[Entries from a pointing dataset]

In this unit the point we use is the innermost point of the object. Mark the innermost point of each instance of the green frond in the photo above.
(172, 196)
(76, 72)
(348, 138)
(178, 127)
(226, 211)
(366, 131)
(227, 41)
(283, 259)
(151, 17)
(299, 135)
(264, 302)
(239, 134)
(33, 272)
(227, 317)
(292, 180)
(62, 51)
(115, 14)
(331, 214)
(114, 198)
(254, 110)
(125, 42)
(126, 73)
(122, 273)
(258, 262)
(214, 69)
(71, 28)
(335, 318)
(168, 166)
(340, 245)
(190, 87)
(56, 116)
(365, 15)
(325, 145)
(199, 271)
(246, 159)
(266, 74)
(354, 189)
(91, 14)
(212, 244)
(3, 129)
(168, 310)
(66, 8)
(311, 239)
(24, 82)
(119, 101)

SHORT EXERCISE: Please rewrite all of the data above in full. Scale every coordinate in the answers by 1.95 and round each result to a whole number, rounding halves up.

RESULT FOR THIS EXERCISE:
In this unit the point we use is the innermost point of the object. Mark the innermost point of each instance of the green frond in the photo above.
(335, 382)
(148, 140)
(679, 269)
(347, 248)
(441, 411)
(714, 255)
(443, 80)
(552, 505)
(294, 33)
(583, 263)
(515, 589)
(466, 261)
(64, 530)
(443, 618)
(569, 351)
(121, 99)
(224, 27)
(645, 417)
(222, 386)
(495, 215)
(244, 82)
(246, 142)
(238, 532)
(503, 511)
(417, 135)
(138, 55)
(653, 620)
(328, 324)
(663, 478)
(371, 170)
(109, 226)
(712, 29)
(634, 283)
(388, 528)
(480, 310)
(519, 144)
(690, 369)
(177, 27)
(413, 476)
(6, 252)
(328, 605)
(129, 16)
(606, 466)
(47, 160)
(232, 197)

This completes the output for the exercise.